[start MATERIAL]
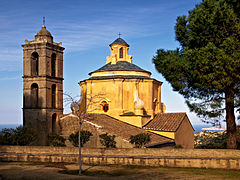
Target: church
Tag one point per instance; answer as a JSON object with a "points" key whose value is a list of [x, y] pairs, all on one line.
{"points": [[121, 98]]}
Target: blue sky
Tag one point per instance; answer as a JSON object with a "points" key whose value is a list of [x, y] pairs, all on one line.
{"points": [[86, 28]]}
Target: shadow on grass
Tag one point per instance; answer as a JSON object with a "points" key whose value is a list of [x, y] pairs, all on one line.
{"points": [[97, 172]]}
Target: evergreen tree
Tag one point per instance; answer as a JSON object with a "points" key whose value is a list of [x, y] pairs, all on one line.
{"points": [[206, 67]]}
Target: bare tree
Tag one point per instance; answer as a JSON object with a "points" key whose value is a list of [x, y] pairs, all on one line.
{"points": [[81, 108]]}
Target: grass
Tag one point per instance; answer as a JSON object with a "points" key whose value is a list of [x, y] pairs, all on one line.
{"points": [[30, 170]]}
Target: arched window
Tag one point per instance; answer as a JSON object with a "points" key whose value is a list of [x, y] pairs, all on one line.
{"points": [[54, 117], [34, 64], [34, 95], [53, 95], [121, 52], [53, 65], [105, 106]]}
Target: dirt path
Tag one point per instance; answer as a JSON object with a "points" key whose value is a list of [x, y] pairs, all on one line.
{"points": [[46, 171]]}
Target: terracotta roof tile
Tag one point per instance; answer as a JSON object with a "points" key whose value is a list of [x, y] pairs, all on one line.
{"points": [[120, 66], [121, 129], [165, 122]]}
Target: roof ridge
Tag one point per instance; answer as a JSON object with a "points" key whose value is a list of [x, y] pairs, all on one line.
{"points": [[131, 125]]}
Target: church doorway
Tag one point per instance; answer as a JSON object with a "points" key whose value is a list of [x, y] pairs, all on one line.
{"points": [[105, 106]]}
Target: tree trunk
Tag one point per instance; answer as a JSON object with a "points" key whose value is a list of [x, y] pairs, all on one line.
{"points": [[230, 120]]}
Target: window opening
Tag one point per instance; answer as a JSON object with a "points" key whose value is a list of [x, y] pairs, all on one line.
{"points": [[34, 94], [121, 52], [53, 65], [34, 64], [53, 96]]}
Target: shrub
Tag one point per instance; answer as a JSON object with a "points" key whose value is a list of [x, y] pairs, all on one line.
{"points": [[107, 140], [56, 140], [85, 136], [140, 139], [21, 136]]}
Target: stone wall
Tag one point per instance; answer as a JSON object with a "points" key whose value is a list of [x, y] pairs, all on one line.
{"points": [[198, 158]]}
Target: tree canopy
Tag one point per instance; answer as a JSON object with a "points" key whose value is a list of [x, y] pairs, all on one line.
{"points": [[205, 69]]}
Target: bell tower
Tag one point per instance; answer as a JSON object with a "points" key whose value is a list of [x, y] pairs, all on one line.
{"points": [[42, 84]]}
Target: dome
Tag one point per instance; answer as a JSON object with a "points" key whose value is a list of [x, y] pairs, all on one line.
{"points": [[120, 66], [119, 41]]}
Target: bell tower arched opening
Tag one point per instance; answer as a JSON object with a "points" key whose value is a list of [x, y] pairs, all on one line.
{"points": [[34, 64]]}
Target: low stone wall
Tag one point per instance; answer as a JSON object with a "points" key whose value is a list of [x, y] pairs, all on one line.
{"points": [[198, 158]]}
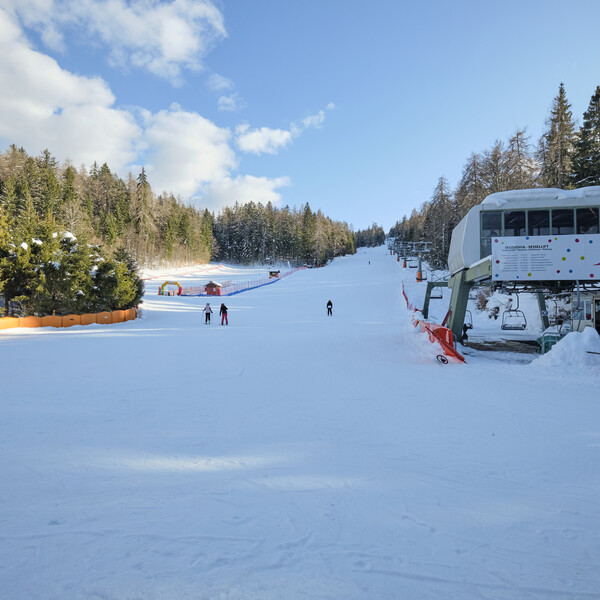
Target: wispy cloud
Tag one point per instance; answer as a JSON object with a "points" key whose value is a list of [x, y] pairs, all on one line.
{"points": [[265, 140], [43, 105], [218, 83], [243, 189], [160, 37], [230, 103]]}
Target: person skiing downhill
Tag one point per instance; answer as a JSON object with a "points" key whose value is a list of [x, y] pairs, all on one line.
{"points": [[207, 313], [223, 313]]}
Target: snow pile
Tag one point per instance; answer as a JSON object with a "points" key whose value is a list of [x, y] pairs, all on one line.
{"points": [[574, 351]]}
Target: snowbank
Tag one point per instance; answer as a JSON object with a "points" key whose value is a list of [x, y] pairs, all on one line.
[end MATERIAL]
SHORT EXERCISE. Rewrite each line of the material above as a row in a Markdown table with the columns Row and Line, numbering the rows and skipping blank lines. Leave the pictures out of the answer.

SOLVED EXERCISE.
| Row | Line |
|---|---|
| 1 | Target: church |
| 2 | Tag one point per instance; answer as a JSON object with a "points" key whose value is a list of [x, y] pairs, all on one line. |
| 3 | {"points": [[121, 98]]} |
| 4 | Target: blue sky |
| 5 | Tag one point per instance; answer as a JSON object with a "points" key whose value is a list of [x, y] pairs, all on one line. |
| 6 | {"points": [[86, 28]]} |
| 7 | Target: shadow on grass |
| 8 | Tag one point per instance; answer as a JSON object with a "points" key whose value is a list of [x, y] pairs, all on one line. |
| 9 | {"points": [[97, 172]]} |
| 10 | Target: evergreen tree |
| 11 | Tag one point per instance; answer as a JSON object with a "points" key whose value is a list of [x, y] pairs, all on one line. |
| 12 | {"points": [[206, 67]]} |
| 13 | Target: bare tree |
| 14 | Tag one point per instance; answer as a JSON object with a "points" key whose value is a list of [x, y] pairs, all on one line. |
| 15 | {"points": [[81, 108]]} |
| 16 | Target: grass |
| 17 | Tag one point per instance; answer as a JSON object with a "points" key whose value is a list of [x, y] pairs, all on one line. |
| 18 | {"points": [[30, 170]]} |
| 19 | Target: arched window |
| 20 | Tag one point per instance; answer as a JSON object with a "points" key whose value is a list of [x, y] pairs, all on one line. |
| 21 | {"points": [[54, 117], [34, 64], [34, 95], [53, 95], [121, 52], [53, 65], [105, 106]]} |
| 22 | Target: dirt path |
| 23 | Tag one point per instance; answer as a JSON object with a "points" key whose value is a list of [x, y] pairs, all on one line. |
| 24 | {"points": [[46, 171]]} |
| 25 | Target: terracotta roof tile |
| 26 | Tag one point per instance; answer as a JSON object with a "points" key whose value is a list of [x, y] pairs, all on one line. |
| 27 | {"points": [[120, 66], [121, 129], [165, 122]]} |
| 28 | Target: roof ridge |
| 29 | Tag one point per instance; answer as a JSON object with a "points" key whose value is a list of [x, y] pairs, all on one line. |
| 30 | {"points": [[131, 125]]} |
| 31 | Target: church doorway |
| 32 | Tag one point per instance; answer as a JSON object with a "points" key whose value is a list of [x, y] pairs, all on one line. |
| 33 | {"points": [[105, 106]]} |
| 34 | Target: tree trunk |
| 35 | Tag one point per instance; answer as a JSON object with a "points" key whose value is a list of [x, y] pairs, all on one line. |
| 36 | {"points": [[230, 120]]} |
| 37 | Target: window opening |
| 38 | Tag one point per instance; answer as a JSON object with a "points" key whose value is a list of [x, y] pairs, all on one line. |
| 39 | {"points": [[34, 94], [121, 52], [53, 65], [34, 64], [53, 96]]} |
| 40 | Target: shrub |
| 41 | Tag one point per instance; answer as a JSON object with a "points" key whose value is a list of [x, y] pairs, all on one line. |
| 42 | {"points": [[107, 140], [56, 140], [85, 136], [140, 139], [21, 136]]} |
| 43 | Target: stone wall |
| 44 | Tag one point per instance; answer as a JSON object with a "points" key whose value is a list of [x, y] pairs, all on one line. |
| 45 | {"points": [[198, 158]]} |
| 46 | Target: tree canopy |
| 47 | Tag one point per instance; answer as a JSON object with a "points" key whose value is a list of [x, y] pairs, all on one line. |
| 48 | {"points": [[205, 69]]} |
| 49 | Target: bell tower |
| 50 | Tag one point per instance; answer as a JSON object with a "points" key whose value is a list of [x, y] pairs, all on one line. |
| 51 | {"points": [[42, 84]]} |
| 52 | Target: dome |
| 53 | Tag one point per instance; answer as a JSON object with a "points" key whose value is a list of [x, y] pairs, all on one line. |
| 54 | {"points": [[120, 66], [119, 41]]} |
| 55 | Target: bell tower arched opening |
| 56 | Tag one point per instance; answer as a JSON object with a "points" key whose value is a list of [x, y] pairs, all on one line. |
| 57 | {"points": [[34, 64]]} |
| 58 | Target: low stone wall |
| 59 | Tag one point per instance; answer as a JSON object with a "points" key whose value is a list of [x, y] pairs, all on one line. |
| 60 | {"points": [[198, 158]]} |
| 61 | Target: wispy cloud |
| 62 | Tag one point per instance; answer as a JSON object with a "points" key whose value is a list of [x, y] pairs, all on one line. |
| 63 | {"points": [[265, 140], [43, 105], [218, 83], [243, 189], [160, 37], [230, 103]]} |
| 64 | Target: person skiing downhill |
| 65 | Tag one point per instance; answer as a JSON object with a "points" key whose value is a list of [x, y] pairs, all on one line. |
| 66 | {"points": [[207, 313], [223, 313]]} |
| 67 | Target: snow pile |
| 68 | Tag one point per instance; answer as a JSON object with a "points" key whose value is a list of [x, y] pairs, all on one line. |
| 69 | {"points": [[574, 351]]} |
| 70 | Target: snowbank |
| 71 | Tag one point per instance; answer as a JSON object with a "points" key whose value is a list of [x, y] pairs, all on one line. |